SOURCE DATA:
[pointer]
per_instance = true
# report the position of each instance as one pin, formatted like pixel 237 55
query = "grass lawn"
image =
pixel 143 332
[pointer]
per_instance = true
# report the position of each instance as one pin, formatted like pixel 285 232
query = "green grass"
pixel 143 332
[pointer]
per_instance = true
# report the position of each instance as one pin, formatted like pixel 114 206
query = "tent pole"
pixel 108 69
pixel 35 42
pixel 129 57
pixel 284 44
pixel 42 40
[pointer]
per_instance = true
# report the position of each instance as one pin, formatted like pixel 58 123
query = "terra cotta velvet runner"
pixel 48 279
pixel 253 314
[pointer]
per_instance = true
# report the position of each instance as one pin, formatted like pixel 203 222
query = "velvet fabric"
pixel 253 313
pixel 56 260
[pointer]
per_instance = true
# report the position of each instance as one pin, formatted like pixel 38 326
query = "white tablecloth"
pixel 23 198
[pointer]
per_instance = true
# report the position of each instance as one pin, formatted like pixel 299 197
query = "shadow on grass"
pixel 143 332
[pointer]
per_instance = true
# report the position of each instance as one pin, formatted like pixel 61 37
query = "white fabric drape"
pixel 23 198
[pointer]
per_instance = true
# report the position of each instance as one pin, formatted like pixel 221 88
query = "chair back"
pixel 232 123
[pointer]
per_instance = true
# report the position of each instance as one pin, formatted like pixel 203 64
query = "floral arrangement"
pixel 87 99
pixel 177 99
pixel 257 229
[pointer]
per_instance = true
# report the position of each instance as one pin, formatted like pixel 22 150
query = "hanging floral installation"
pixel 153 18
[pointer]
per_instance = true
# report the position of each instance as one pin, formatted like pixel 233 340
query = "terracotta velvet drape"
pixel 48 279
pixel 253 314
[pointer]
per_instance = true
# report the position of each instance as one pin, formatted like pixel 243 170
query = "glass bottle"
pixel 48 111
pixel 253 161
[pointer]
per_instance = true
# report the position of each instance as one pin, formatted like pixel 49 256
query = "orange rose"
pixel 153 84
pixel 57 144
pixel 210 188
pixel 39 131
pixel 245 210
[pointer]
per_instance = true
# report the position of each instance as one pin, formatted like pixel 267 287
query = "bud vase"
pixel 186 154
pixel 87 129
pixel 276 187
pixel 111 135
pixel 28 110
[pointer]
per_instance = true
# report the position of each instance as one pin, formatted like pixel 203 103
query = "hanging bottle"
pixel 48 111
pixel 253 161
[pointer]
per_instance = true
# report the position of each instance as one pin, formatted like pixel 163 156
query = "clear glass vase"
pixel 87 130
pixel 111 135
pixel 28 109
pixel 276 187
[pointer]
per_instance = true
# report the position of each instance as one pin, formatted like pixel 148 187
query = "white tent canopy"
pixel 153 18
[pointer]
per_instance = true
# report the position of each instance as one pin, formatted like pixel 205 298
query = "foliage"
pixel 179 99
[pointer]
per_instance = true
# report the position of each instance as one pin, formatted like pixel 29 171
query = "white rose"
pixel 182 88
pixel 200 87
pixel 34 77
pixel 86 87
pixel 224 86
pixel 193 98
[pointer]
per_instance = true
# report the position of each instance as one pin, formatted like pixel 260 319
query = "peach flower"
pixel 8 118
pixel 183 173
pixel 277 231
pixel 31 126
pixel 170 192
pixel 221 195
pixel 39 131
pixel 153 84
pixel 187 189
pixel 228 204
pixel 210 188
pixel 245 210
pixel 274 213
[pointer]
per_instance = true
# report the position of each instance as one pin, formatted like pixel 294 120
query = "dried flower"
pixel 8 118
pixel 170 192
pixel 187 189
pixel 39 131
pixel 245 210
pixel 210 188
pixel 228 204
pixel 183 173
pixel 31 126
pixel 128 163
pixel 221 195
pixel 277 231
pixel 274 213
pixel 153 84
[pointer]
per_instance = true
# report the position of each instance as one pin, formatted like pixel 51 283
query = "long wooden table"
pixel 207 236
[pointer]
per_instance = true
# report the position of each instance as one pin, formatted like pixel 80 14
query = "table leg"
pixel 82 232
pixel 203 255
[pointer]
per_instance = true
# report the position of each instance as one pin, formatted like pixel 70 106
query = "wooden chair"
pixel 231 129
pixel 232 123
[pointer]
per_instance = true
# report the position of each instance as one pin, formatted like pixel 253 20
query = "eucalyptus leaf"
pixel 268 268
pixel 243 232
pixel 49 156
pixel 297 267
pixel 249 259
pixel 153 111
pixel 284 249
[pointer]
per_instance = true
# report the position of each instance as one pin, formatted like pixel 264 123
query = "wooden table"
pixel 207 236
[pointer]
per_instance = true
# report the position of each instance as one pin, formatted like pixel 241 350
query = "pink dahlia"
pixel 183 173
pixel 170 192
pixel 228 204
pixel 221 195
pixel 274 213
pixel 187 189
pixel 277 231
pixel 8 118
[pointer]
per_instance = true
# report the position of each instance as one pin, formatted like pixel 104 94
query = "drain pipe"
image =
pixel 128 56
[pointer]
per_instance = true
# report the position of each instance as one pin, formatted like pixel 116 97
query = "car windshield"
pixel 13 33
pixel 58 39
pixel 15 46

THE PROBLEM: Rewrite all the records above, putting "marker" wherever "pointer" appears and leaving everything else the same.

RESULT OF THE EXERCISE:
[marker]
per_instance = true
# report the position of each instance as one pin, formatted like pixel 237 55
query = "grass lawn"
image =
pixel 143 332
[marker]
per_instance = true
# report the position of each instance as one pin, formatted like pixel 285 232
query = "green grass"
pixel 143 332
[marker]
per_instance = true
# report the position of each instance as one pin, formatted like pixel 114 206
query = "tent pole"
pixel 108 69
pixel 35 42
pixel 129 57
pixel 284 44
pixel 42 40
[marker]
per_instance = true
# report the position of each instance as one pin, formatted like pixel 58 123
query = "terra cotta velvet runner"
pixel 48 279
pixel 253 314
[marker]
per_instance = true
# report the position of each instance as one pin, formatted like pixel 203 222
query = "velvet fabric"
pixel 253 313
pixel 56 260
[marker]
per_instance = true
# report the position of each instance as one pin, formatted like pixel 38 326
query = "white tablecloth"
pixel 23 198
[marker]
per_instance = true
# report the position of each instance as one pin, formatted like pixel 299 197
query = "shadow on grass"
pixel 143 332
[marker]
per_instance = true
# report the position of each instance as one pin, formatted like pixel 61 37
query = "white fabric drape"
pixel 23 198
[marker]
per_instance = true
# report the position of each instance as one pin, formatted like pixel 221 88
query = "chair back"
pixel 232 123
[marker]
per_instance = true
# report the position of each instance as one pin, formatted like pixel 203 64
query = "floral arrangement"
pixel 87 99
pixel 177 99
pixel 257 229
[marker]
per_instance = true
# report the position of each instance as one pin, formatted like pixel 22 150
query = "hanging floral installation"
pixel 153 18
[marker]
per_instance = true
# report the position of each instance as one pin, formatted like pixel 233 340
query = "terracotta velvet drape"
pixel 48 279
pixel 253 314
[marker]
per_instance = true
# report the position of each instance as one pin, formatted like pixel 243 170
query = "glass bottle"
pixel 48 111
pixel 253 161
[marker]
per_instance = true
# report the position of each instance as one pin, formatted like pixel 49 256
query = "orange rose"
pixel 153 84
pixel 57 144
pixel 210 188
pixel 39 131
pixel 245 210
[marker]
per_instance = true
# report the position of each instance as one pin, formatted like pixel 267 287
query = "bud vase"
pixel 186 154
pixel 87 129
pixel 276 187
pixel 111 135
pixel 28 110
[marker]
per_instance = true
# report the position of each instance as one pin, formatted like pixel 203 103
query = "hanging bottle"
pixel 48 111
pixel 253 161
[marker]
per_instance = true
# report the position of each instance as one pin, formatted like pixel 163 156
query = "clear glass vase"
pixel 87 130
pixel 111 135
pixel 28 109
pixel 276 187
[marker]
per_instance = true
# report the position of each instance as one pin, formatted like pixel 148 187
query = "white tent canopy"
pixel 153 18
[marker]
per_instance = true
# report the position of each instance as one pin, formatted like pixel 205 298
query = "foliage"
pixel 179 99
[marker]
per_instance = true
# report the position of each instance as one pin, formatted like pixel 29 171
query = "white rose"
pixel 182 88
pixel 200 87
pixel 34 77
pixel 86 87
pixel 224 86
pixel 193 98
[marker]
per_instance = true
# report the position of each instance as one pin, formatted like pixel 260 319
query = "peach flower"
pixel 8 118
pixel 183 173
pixel 277 231
pixel 31 126
pixel 170 192
pixel 221 195
pixel 39 131
pixel 153 84
pixel 187 189
pixel 228 204
pixel 210 188
pixel 245 210
pixel 274 213
[marker]
per_instance = true
# report the position of each instance as one pin, formatted like pixel 294 120
query = "dried flower"
pixel 8 118
pixel 170 192
pixel 187 189
pixel 39 131
pixel 245 210
pixel 210 188
pixel 228 204
pixel 183 173
pixel 31 126
pixel 128 163
pixel 221 195
pixel 277 231
pixel 274 213
pixel 153 84
[marker]
per_instance = true
# report the position of each instance as one pin, formatted like pixel 51 283
query = "long wooden table"
pixel 207 236
[marker]
per_instance = true
# report the position of each instance as one pin, formatted like pixel 80 14
query = "table leg"
pixel 82 232
pixel 203 255
[marker]
per_instance = true
# report the position of each instance as one pin, formatted like pixel 70 106
query = "wooden chair"
pixel 231 129
pixel 232 123
[marker]
per_instance = true
# report the position of each instance as one pin, formatted like pixel 253 20
query = "eucalyptus leaf"
pixel 268 268
pixel 243 232
pixel 49 156
pixel 297 267
pixel 249 259
pixel 153 111
pixel 284 249
[marker]
per_instance = true
# report the position of each instance as one pin, formatted like pixel 264 123
query = "wooden table"
pixel 207 236
[marker]
per_instance = true
# report the position of each instance as one pin, formatted like pixel 241 350
query = "pink dahlia"
pixel 183 173
pixel 170 192
pixel 228 204
pixel 221 195
pixel 274 213
pixel 187 189
pixel 277 231
pixel 8 118
[marker]
per_instance = true
# report the position of each instance as one pin, formatted like pixel 104 94
query = "drain pipe"
image =
pixel 128 56
[marker]
per_instance = true
# report the position of each instance as one pin, formatted like pixel 116 97
query = "car windshield"
pixel 13 33
pixel 58 39
pixel 15 46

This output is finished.